Print each of the entries below line for line, without altering any word or punctuation mark.

** Begin INFORMATION GIVEN **

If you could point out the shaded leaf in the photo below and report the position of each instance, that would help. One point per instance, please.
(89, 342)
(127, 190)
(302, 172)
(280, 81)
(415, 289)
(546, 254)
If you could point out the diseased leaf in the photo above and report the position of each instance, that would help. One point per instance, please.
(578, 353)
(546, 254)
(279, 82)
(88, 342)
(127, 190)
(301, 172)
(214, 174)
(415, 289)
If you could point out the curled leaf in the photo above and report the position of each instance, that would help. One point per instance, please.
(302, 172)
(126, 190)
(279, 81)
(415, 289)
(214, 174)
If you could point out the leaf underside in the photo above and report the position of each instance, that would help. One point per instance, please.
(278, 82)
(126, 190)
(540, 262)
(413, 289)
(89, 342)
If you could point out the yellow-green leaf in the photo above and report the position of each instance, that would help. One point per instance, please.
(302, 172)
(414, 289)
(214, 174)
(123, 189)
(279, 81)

** End INFORMATION GIVEN **

→ **FULL OUTPUT**
If you could point out the shaded leaf in the photo below and report the position of each instance, that would help. One point per instance, please.
(89, 342)
(127, 190)
(302, 172)
(280, 81)
(415, 289)
(546, 254)
If you could point out the diseased leaf in the photo above and report the position of each instance, that would help. One point per instance, please.
(578, 353)
(546, 254)
(279, 82)
(88, 342)
(127, 190)
(301, 172)
(214, 174)
(415, 289)
If you could point out the curled leaf in the photo above and report the position of each instance, that would help. One point per instance, please.
(302, 172)
(126, 190)
(279, 81)
(415, 289)
(214, 174)
If you could point out the leaf underside in the photo above and report the position of each instance, that would help. One point per instance, please.
(278, 82)
(126, 190)
(540, 262)
(413, 289)
(89, 342)
If you could point out the yellow-green leaf in the photo above and report the position of each instance, that would help. One point per instance, please.
(302, 172)
(414, 289)
(214, 174)
(123, 189)
(279, 81)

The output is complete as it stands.